- [Exercise description] Continue the wiki page about the Reading the Structure software from its last sentence.

- [Document excerpt]

....

User:Joca/Software Joca: Difference between revisions

Revision as of 13:01, 27 March 2018

Reading the Structure

What does it do?

Reading the Structure attempts to make visible to human readers how machines, or to be more precise, the implementation of the Bag-of-words model for text analysis, interpretd texts. In the model the sentences are cut into loose words. Then each word can be labelled for importance, sentiment, or its function in the sentence.

During this process of structuring the text for the software, the relation with the original text fades away.

Reading the Structure is a reading interface that brings the labels back in the original text. Based on a certain label - like noun, neutral, or location - words are hidden. Does that makes us, mere humans, able to read like our machines do and indeed read the structure?

The results are visible on screen, and can be exported to posters in PDF format. Besides that, user can download the structured data in a json to use it in their own project.

Background of the concept

Structure of the software

Structuring and tagging the text in Python 3

Input

Using the recipe in the make file, the text in ocr/output.txt is sent to the script. The script reads the standard in, and will tokenize the string using the function provided by NLTK. Now the words are part of a list.

Than, each word gets an ID derived from its index number in the list. This ID and the word will be added to a dictionary with the structure {ID:{word:'word'}}. By using an ID, I am able to store multiple instances of the same word in the dictionary. This is relevant for commonly used words like "the" and "is".

By using another dictionary as the value, I can store multiple pieces of information under each ID. In an earlier version I used the word as the key for the dictionary, but I ran into trouble because python dictionaries only support unique keys.

In the

# == INPUT AND TOKENIZE ==
# Define input, tokenize and safe tokens to dictionary. Use index as ID for each word.
input = stdin.read()
words = nltk.word_tokenize(input)
words_and_tags = {index : {'word':word} for index , word in enumerate(words)}
print(words_and_tags)

Tagging functions

The words go through multiple taggers: functions that label words for Part-of-Speech, sentiment, stopwords and named entities. An example of the stopword tagger can be found below. I choose a structure of separate functions for each tagger, because I wanted to practice with the use of functions. Besides that, I can now easily reuse these functions in other projects.

....

- [Extracted information]
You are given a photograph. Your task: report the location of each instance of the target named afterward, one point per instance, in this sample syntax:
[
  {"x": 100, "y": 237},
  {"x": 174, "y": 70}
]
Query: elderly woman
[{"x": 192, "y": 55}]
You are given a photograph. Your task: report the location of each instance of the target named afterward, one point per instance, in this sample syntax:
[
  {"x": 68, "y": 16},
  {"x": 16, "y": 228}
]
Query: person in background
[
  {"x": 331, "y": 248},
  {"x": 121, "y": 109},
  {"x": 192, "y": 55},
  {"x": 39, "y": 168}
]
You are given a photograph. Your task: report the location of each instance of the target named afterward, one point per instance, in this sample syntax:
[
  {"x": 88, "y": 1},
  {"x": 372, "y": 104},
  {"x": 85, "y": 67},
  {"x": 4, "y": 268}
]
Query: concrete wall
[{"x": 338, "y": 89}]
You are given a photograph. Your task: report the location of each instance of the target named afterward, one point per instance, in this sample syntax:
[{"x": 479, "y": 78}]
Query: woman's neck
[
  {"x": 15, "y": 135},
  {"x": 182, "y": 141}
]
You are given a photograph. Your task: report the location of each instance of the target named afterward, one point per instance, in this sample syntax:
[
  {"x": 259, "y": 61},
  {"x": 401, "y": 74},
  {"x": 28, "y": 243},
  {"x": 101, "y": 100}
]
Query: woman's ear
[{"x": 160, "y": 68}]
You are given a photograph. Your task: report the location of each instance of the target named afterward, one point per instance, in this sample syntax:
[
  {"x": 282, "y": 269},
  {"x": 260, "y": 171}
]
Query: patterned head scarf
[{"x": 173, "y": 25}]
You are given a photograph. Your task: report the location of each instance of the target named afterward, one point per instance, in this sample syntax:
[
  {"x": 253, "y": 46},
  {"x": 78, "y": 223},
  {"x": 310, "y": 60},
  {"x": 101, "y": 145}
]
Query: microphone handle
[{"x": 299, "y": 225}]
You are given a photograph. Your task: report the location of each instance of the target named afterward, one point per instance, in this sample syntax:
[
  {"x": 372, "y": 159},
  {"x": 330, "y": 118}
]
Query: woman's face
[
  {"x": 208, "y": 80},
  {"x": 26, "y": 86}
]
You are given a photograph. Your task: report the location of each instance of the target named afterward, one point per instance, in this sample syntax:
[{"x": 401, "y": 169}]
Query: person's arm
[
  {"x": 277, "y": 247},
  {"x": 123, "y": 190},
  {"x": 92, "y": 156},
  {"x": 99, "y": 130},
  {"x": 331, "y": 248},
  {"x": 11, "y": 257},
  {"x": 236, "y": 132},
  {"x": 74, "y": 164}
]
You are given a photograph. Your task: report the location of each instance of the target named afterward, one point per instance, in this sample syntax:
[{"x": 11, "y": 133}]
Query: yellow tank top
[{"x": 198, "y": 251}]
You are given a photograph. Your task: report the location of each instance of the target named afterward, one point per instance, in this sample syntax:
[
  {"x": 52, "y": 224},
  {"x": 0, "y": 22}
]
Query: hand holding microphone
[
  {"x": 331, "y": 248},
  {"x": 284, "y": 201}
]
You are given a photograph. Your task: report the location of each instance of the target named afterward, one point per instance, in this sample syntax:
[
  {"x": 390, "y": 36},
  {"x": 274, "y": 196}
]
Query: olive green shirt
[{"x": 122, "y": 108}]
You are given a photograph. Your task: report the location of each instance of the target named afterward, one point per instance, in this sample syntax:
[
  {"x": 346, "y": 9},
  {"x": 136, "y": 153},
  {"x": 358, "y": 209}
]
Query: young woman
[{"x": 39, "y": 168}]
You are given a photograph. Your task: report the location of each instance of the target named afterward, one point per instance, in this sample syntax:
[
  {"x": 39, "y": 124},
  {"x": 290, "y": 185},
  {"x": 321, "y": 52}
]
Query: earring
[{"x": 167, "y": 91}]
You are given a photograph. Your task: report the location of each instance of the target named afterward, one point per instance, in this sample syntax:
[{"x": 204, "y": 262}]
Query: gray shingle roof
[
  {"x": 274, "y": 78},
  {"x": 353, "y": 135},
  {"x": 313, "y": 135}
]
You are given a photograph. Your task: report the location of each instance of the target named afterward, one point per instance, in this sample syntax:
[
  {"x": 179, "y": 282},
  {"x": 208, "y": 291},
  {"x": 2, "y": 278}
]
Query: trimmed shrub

....

- [Response for this exercise]
In every case the output is an individual word, or the list of tokenized words. The output is an individual tag, or a list of tags.

# === 3. Stopword tagger ===
# Labels words on being a keyword or a stopword, based on the list in the NLTK corpus
def stopword_tagger(word):

    stopWords = set(stopwords.words('english'))

    if word in stopWords:
        stopword_tag = 'stopword'
    else:
        stopword_tag = 'keyword'

    return stopword_tag

Adding tags to the dictionary

After defining the functions, I run a for loop for the value words in the dictionary I made in the first step. New labels made by the taggers, are added as values in the dictionary.

I found out that some taggers gave a different output when I used a list of tokens as an input, instead of one word. This is because some taggers, like the NLTK POS tagger and the Sentiment.vader tagger, use the label of the previous token as an extra source of information.

In this case I run the function for all words at once. In the for loop I connect the items in this list to the right keys in the dictionary using their index, which is the same as the ID in the dictionary keys.

POS_tags = POS_tagger(words)
sentiment_tags = sentiment_tagger(words)
ner_tags = ner_tagger(words)
i = 0

# Adding tags to words in dictionary, which will be exported as a json file
# {'item 0' : {'word' : word, 'tagger 1': value 1}}
for item, value in words_and_tags.items():
    word = words_and_tags[item]['word']

    # POS
    pos_tag = POS_tags[i]
    words_and_tags[item]['POS'] = pos_tag

    # Add sentiment tag
    #sentiment_tag = sentiment_tagger(word)
    #words_and_tags[item]['sentiment'] = sentiment_tag
    sentiment_tag = sentiment_tags[i]
    words_and_tags[item]['sentiment'] = sentiment_tag

    # Named Entity Recognition
    ner_tag = ner_tags[i]
    words_and_tags[item]['named entity'] = ner_tag

    # Move to the next word in the tokenized words dictionary
    i = i+1

    # Add stopword tag
    stopword_tag = stopword_tagger(word)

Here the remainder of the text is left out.